• _EXERCISE DIRECTIONS_: Continue the passage on containerized applications and host-machine probes from the point where it ends.

• _TEXT BLOCK_:

:::

Conversely, the containerized application 113b may demand 20 MB of memory from the memory subsystem 108a, one processing thread from the CPU subsystem 108b, 100 Mbps of networking bandwidth from the network subsystem 108c, and 350 MB of storage space from the data storage subsystem 108d to be able to provide a second service to client devices 116. In this example, the containerized application identifier (ID) to probe mapping data store 112 includes a second set of mapping data indicating an association between the ID of the containerized application 113b and probe 109a, probe 109b, probe 109c, and probe 109d. Notably, the second set of mapping does indicate an association with probe 109c because the containerized application 113b does use the resources of the network subsystem 108c to provide the second service to the client devices 116
The CCM agent 106 is configured to perform a container migration procedure according to the static rules stored in the static rule data store 117. The static rules may indicate that the CCM agent 106 should migrate a containerized application 113 from the host machine 102a to host machine 102b if the performance of the containerized application 113 fails to satisfy a predetermine performance level (e.g., a static value). For example, the CCM agent 106 may migrate the containerized application 113a from the host machine 102a to the host machine 102b if the CM agent determines that the latency of the containerized application 113a causes the performance of the containerized application 113a to drop below a static/minimum performance as indicated by the static rules. The CCM agent 106 is configured to containerize applications 113 and cause the containerize applications 113 to be executed on the host machine 102. In some embodiments, the static rules are not changed after the probe request agent 117 receives the probe request and before (or at the time of) the host monitor agent 105 determines a likelihood for a degradation in the quality of service occurring prior to a satisfaction of the static rules associated with a remedial action.

:::

• _GIVEN DATA_:
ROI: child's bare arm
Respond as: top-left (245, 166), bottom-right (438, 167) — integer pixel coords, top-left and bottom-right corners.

:::

• _EXPECTED ANSWER_:
The probe request agent 107 may be configured to detect that a containerized application 113 is executing on the host machine 102, and in response retrieve the mapping data from the containerized application ID to probe mapping data store 112 that is associated with the containerized application 113 and generate a probe request that includes the mapping data. The probe request agent 107 sends the probe request to the host monitor agent 105, where the probe request is a request for the host monitor agent 105 to begin performing runtime experiments involving the containerized application 113 that is associated with the mapping data in the probe request.
Upon receiving the probe request, the host monitor agent 105 deploys and/or instantiates (e.g., starts, brings-up, initializes, activates) the particular probes that are indicated in the mapping data of the probe request onto the host machine 102a, so to begin monitoring the computing resources 108 that are used by the containerized applications 113.
The host monitor agent 105 performs a series of experiments to test whether the static rules are indicative of the optimal time for the CCM agent 106 to perform a container migration procedure, so to prevent a client device 116 from experiencing degraded service from the containerized application 113. Specifically, the host monitor agent 105 performs the series of experiments to determine if there are a particular set of environmental conditions and/or configurations of the host machine 102 and/or containerized applications 113 that could degrade the performance of the host machine 102a and/or the containerized applications 113, but where the CCM agent 106 would not have been able to detect this degradation if the CCM agent 106 was basing its determination of the timing to perform a container migration on the only static rules. Thus, the host monitor agent 105 might discover, when analyzing the experimental data that it collects from the series of experiments, that host monitor agent 105 should perform a remedial action ever though the static rules have not yet been satisfied.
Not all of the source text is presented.